*TO BE DONE*.
Locate every line in the records below that contains the word "window" and copy each of those lines.

*RECORDS SHOWN*.
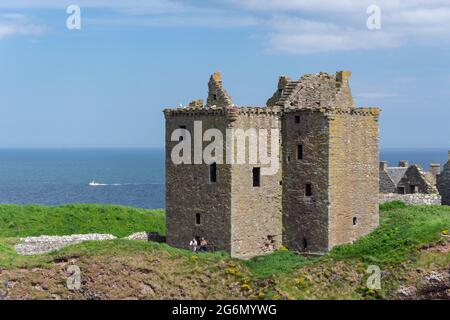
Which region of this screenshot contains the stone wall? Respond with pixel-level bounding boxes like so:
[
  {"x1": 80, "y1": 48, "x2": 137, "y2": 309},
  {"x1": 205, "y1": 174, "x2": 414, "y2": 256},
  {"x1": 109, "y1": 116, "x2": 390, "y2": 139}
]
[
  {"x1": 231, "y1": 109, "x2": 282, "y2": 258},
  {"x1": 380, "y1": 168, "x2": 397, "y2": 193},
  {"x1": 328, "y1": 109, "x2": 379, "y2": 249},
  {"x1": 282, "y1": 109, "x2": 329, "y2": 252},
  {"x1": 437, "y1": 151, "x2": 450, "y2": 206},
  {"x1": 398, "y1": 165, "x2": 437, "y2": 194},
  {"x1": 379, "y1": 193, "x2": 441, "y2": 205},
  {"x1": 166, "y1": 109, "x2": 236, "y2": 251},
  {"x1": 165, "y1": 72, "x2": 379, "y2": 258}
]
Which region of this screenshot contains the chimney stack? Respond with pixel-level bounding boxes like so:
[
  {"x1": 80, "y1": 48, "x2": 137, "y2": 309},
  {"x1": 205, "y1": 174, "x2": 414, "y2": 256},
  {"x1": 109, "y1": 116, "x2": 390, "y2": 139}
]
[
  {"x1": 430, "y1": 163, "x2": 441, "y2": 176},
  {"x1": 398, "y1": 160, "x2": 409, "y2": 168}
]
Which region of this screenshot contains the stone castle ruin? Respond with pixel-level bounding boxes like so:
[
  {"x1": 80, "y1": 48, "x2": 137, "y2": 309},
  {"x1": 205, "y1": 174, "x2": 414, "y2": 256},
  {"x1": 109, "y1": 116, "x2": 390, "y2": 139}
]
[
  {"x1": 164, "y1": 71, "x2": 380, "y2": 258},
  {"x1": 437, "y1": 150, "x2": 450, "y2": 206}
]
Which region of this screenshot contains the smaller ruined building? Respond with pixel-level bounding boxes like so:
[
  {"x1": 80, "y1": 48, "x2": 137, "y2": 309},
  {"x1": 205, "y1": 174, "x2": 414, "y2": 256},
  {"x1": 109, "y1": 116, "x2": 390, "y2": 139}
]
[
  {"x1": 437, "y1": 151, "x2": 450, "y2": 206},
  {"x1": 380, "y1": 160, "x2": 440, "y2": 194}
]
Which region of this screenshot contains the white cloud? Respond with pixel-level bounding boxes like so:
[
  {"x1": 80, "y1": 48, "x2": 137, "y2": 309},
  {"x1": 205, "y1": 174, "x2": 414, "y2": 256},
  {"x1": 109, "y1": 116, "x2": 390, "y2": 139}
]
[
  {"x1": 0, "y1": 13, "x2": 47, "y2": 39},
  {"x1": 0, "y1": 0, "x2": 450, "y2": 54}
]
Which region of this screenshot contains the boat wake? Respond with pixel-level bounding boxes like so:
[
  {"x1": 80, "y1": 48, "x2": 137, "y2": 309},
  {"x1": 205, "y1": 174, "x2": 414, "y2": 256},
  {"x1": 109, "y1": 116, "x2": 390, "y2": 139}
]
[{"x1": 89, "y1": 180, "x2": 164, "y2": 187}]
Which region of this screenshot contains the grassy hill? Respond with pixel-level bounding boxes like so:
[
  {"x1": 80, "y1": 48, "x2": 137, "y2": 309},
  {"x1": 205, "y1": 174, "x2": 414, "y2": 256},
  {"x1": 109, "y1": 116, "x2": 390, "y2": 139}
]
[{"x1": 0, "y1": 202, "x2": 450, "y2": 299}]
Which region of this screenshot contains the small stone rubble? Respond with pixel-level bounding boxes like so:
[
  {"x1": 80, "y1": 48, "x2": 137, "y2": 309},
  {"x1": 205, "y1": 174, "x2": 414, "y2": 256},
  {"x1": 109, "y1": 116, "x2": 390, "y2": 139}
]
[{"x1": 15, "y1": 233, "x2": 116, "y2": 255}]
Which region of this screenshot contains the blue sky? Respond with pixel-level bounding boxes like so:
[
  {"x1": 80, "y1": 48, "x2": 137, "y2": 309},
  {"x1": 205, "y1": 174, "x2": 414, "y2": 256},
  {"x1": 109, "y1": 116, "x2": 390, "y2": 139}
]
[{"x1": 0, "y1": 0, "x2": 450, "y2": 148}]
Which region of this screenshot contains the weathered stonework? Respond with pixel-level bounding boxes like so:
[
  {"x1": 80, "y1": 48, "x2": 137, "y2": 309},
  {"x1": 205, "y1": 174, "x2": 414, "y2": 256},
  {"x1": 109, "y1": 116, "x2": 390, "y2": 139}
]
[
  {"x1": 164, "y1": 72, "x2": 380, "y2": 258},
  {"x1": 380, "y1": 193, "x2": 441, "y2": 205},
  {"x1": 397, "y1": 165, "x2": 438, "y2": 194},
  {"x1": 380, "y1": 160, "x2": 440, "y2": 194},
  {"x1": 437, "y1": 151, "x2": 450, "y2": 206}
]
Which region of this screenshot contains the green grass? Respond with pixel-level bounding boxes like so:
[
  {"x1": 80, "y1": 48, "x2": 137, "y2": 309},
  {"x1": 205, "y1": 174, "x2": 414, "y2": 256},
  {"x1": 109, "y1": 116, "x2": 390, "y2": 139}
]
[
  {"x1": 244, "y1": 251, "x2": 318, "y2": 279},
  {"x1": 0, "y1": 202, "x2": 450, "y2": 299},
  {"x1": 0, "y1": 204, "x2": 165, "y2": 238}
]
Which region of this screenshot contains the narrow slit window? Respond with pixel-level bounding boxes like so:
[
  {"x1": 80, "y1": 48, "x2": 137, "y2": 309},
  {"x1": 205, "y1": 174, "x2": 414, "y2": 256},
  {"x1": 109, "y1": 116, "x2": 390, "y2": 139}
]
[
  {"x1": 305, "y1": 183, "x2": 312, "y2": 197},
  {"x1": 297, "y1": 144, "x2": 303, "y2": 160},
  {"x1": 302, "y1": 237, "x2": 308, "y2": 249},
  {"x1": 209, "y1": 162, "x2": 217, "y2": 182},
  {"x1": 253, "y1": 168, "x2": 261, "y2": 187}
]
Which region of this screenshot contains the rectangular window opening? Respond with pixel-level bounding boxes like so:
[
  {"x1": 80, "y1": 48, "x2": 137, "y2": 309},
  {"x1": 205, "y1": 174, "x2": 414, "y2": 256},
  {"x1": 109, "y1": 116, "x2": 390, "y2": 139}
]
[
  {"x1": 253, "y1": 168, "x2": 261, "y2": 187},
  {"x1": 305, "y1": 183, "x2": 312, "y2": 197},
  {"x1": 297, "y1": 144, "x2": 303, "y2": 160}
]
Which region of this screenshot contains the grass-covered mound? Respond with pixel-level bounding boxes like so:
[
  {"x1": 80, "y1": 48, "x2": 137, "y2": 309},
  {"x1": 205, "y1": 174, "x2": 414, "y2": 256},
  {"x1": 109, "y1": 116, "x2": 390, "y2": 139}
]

*SOLUTION BELOW*.
Which region of this screenshot contains the narrow slit window? Respond with pixel-level bounding boxes like so:
Which region of this screenshot contains the rectangular window opening? Respond with pixel-level bounding boxes like so:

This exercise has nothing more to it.